:: Aim of the exercise ::
Your answer must be the records, copied with no change.

%%

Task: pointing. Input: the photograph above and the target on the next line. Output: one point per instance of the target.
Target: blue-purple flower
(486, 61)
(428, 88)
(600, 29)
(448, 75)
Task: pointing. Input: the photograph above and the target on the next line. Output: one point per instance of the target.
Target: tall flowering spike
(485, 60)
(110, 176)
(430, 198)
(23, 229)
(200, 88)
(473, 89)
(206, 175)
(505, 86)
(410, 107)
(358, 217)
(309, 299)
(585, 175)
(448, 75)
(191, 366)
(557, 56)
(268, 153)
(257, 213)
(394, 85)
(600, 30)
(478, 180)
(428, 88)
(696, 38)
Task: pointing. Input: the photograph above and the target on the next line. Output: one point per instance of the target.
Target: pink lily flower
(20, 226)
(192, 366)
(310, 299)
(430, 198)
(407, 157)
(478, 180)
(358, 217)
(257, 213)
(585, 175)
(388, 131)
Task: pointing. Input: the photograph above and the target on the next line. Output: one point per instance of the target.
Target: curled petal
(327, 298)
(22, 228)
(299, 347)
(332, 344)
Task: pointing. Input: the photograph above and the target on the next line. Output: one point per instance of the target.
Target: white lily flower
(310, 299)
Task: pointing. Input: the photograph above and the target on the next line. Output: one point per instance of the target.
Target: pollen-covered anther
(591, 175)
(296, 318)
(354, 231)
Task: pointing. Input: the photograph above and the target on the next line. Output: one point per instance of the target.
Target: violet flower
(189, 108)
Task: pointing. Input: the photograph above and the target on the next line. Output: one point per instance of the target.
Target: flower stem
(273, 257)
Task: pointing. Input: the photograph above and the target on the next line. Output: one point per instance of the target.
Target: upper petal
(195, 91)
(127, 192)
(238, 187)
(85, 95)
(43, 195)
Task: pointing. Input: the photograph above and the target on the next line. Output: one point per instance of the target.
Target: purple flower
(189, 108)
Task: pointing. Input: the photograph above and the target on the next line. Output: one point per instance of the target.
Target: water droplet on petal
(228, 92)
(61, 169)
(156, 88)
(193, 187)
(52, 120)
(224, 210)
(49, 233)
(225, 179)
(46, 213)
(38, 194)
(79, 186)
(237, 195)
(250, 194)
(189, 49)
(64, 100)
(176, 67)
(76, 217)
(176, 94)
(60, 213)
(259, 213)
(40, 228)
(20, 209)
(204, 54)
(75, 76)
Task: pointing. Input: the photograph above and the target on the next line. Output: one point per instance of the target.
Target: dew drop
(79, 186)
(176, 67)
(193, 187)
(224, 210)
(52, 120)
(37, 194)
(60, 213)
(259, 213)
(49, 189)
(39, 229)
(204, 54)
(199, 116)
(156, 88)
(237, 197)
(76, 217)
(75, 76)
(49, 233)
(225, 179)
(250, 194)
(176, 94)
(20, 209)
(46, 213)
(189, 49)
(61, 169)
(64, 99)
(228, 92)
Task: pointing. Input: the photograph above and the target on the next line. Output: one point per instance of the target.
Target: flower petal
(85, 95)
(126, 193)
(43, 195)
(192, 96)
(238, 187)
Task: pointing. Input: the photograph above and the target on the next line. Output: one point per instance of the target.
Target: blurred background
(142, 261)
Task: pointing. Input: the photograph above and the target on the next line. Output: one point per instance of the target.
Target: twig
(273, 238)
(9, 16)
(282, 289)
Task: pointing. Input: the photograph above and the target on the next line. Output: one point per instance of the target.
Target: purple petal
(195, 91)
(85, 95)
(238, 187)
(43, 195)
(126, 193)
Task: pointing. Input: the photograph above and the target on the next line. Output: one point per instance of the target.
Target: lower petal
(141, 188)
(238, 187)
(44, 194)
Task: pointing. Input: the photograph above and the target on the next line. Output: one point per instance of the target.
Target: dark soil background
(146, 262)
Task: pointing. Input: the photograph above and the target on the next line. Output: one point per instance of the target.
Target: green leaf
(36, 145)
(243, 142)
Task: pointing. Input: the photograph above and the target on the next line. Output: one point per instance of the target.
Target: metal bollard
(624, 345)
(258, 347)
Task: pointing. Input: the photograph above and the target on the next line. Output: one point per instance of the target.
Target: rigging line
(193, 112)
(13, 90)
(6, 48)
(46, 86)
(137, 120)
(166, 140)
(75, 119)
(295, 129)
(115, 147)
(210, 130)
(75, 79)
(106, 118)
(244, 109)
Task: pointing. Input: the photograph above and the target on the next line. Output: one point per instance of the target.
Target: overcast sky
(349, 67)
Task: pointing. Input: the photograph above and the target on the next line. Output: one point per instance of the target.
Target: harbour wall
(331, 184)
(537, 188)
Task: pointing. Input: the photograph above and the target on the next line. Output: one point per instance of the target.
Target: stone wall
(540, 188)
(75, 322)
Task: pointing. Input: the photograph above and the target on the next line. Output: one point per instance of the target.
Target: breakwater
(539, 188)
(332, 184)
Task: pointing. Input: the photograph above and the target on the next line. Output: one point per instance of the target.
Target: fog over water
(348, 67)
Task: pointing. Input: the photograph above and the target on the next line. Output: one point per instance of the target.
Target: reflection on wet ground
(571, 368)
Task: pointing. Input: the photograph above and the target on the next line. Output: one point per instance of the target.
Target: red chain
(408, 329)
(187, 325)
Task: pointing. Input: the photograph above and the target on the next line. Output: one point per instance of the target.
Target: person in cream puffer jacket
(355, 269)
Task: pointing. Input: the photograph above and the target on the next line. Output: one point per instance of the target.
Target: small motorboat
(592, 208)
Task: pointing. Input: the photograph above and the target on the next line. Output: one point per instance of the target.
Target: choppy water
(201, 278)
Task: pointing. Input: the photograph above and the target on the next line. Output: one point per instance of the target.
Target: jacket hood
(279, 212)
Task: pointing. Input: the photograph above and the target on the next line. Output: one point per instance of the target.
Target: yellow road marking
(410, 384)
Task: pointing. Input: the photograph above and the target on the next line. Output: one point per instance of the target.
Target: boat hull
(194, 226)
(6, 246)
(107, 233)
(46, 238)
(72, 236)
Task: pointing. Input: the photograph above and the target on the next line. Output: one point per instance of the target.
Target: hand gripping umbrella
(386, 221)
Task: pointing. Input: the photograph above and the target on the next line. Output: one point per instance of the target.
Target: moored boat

%%

:: Result of this exercise ::
Task: pointing. Input: the photograph above and the target on the next line. Output: one point per instance of the target.
Target: blue-purple flower
(486, 61)
(428, 88)
(600, 29)
(448, 75)
Task: pointing. Input: the photograph above and the target on the next line. Output: one point per instance of the target.
Target: tall flowering spike
(485, 60)
(110, 176)
(430, 198)
(23, 229)
(200, 88)
(473, 89)
(206, 175)
(505, 86)
(410, 107)
(358, 217)
(309, 299)
(585, 175)
(448, 75)
(191, 366)
(557, 56)
(268, 153)
(257, 213)
(394, 85)
(600, 30)
(478, 180)
(428, 88)
(696, 38)
Task: pointing. Input: the photograph above and the target on the next line. Output: one point per instance of the target.
Target: pink lily flower
(20, 226)
(192, 366)
(310, 299)
(430, 198)
(407, 157)
(478, 180)
(358, 217)
(257, 213)
(585, 175)
(388, 131)
Task: pointing. Input: the photograph above and the target on the next line. Output: one point per instance of the target.
Target: curled petal
(327, 298)
(22, 228)
(299, 347)
(332, 344)
Task: pointing. Input: the photograph above and the target on the next line. Output: one point per instance of the target.
Target: white lily flower
(310, 299)
Task: pointing. Input: the photograph above and the target on the next line. Output: one point per instance of the target.
Target: pollen-covered anther
(591, 175)
(296, 318)
(354, 231)
Task: pointing. Input: the photograph above and the target on the next line. Output: one point per instance of the target.
Target: violet flower
(189, 108)
Task: pointing. Input: the photograph above and the target on the next line. Output: one point per instance of the target.
Target: flower stem
(273, 257)
Task: pointing. Input: the photograph above and the target on the next line. Output: one point per instance of the target.
Target: upper petal
(195, 91)
(127, 192)
(238, 187)
(85, 95)
(43, 195)
Task: pointing. Input: the photograph above and the target on the next line. Output: one point per instance of the target.
Target: purple flower
(189, 108)
Task: pointing. Input: the photograph above and the target on the next line. Output: one point per instance of the target.
Target: water droplet on petal
(228, 92)
(61, 169)
(156, 88)
(193, 187)
(52, 120)
(224, 210)
(49, 233)
(225, 179)
(46, 213)
(38, 194)
(79, 186)
(237, 195)
(250, 194)
(189, 49)
(64, 100)
(176, 67)
(76, 217)
(176, 94)
(60, 213)
(259, 213)
(40, 228)
(20, 209)
(204, 54)
(75, 76)
Task: pointing. Input: the photograph above and the target on the next line. Output: one point per instance of the target.
Target: dew drop
(79, 186)
(176, 67)
(193, 187)
(224, 210)
(52, 120)
(37, 194)
(60, 213)
(259, 213)
(49, 189)
(39, 229)
(204, 54)
(199, 116)
(156, 88)
(237, 197)
(76, 217)
(75, 76)
(49, 233)
(225, 179)
(250, 194)
(176, 94)
(20, 209)
(46, 213)
(189, 49)
(61, 169)
(64, 99)
(228, 92)
Task: pointing. Input: the photograph above and the target on the next line. Output: one point per instance of the target.
Target: flower petal
(85, 95)
(126, 193)
(43, 195)
(192, 96)
(238, 187)
Task: pointing. Input: the photograph above and the target on the next line. Output: one point per instance of the target.
Target: blurred background
(142, 261)
Task: pointing. Input: the photograph above and the target on the next line. Output: one point per instance of the target.
Target: twig
(273, 238)
(9, 16)
(282, 289)
Task: pointing. Input: the photograph above and the target on the next line. Output: one point per instance of the target.
Target: purple petal
(195, 91)
(85, 95)
(238, 187)
(43, 195)
(126, 193)
Task: pointing. Input: the photograph above and the target on the next line. Output: one point per instance of the target.
Target: lower petal
(141, 188)
(238, 187)
(44, 194)
Task: pointing. Input: the photograph above and the target on the next line. Output: one point per instance of the target.
Target: dark soil background
(146, 262)
Task: pointing. Input: the photograph above and the target on the next line. Output: one point per instance of the target.
Target: green leaf
(36, 145)
(243, 142)
Task: pointing. Input: the photograph above and the target on the next line. Output: one point per instance of the target.
Target: metal bollard
(624, 345)
(258, 347)
Task: pointing. Input: the photograph above and the target on the next line. Output: one point per instance of the target.
Target: rigging line
(193, 112)
(13, 90)
(6, 48)
(46, 86)
(137, 120)
(166, 140)
(75, 119)
(295, 129)
(115, 147)
(210, 130)
(75, 79)
(106, 118)
(244, 109)
Task: pointing. Input: the photograph above and the target on the next line. Output: one point per instance of the target.
Target: overcast sky
(349, 67)
Task: pointing. Input: the photograph above and the target on the next line. Output: one point per instance of the target.
Target: harbour wall
(331, 184)
(537, 188)
Task: pointing. Input: the photograph above and the target on the next line. Output: one point per instance of the target.
Target: stone wall
(540, 188)
(75, 322)
Task: pointing. Input: the photograph above and the target on the next line. Output: one point per instance of the target.
Target: breakwater
(539, 188)
(332, 184)
Task: pointing. Input: the photograph above and the target on the next line. Output: one point per instance of the target.
Target: fog over water
(348, 67)
Task: pointing. Input: the photograph above and the target on the next line. Output: one point per instance of the target.
Target: reflection on wet ground
(571, 368)
Task: pointing. Input: the photograph above and the target on the next line. Output: one point per instance of the target.
Target: red chain
(408, 329)
(187, 325)
Task: pointing. Input: the photograph above and the target on the next line. Output: one point per instance of the target.
Target: person in cream puffer jacket
(355, 269)
Task: pointing. Input: the photograph above and the target on the next line. Output: one point per instance of the target.
Target: small motorboat
(592, 208)
Task: pointing. Input: the photograph above and the target on the next line. Output: one point per instance of the target.
Target: choppy water
(201, 278)
Task: pointing. Input: the photograph above and the target on the next line. Output: one point per instance of the target.
Target: jacket hood
(279, 212)
Task: pointing. Input: the photograph above and the target on the next line. Output: one point per instance of the target.
Target: yellow road marking
(410, 384)
Task: pointing. Input: the photograph above and the target on the next line. Output: one point per instance of the target.
Target: boat hull
(194, 226)
(6, 246)
(107, 233)
(46, 238)
(72, 236)
Task: pointing. Input: the photograph above and the target on the next line. Output: one point per instance of the target.
Target: hand gripping umbrella
(386, 221)
Task: pointing. Input: the photograph above and the target on the next line. Output: one point per instance of the target.
Target: moored boat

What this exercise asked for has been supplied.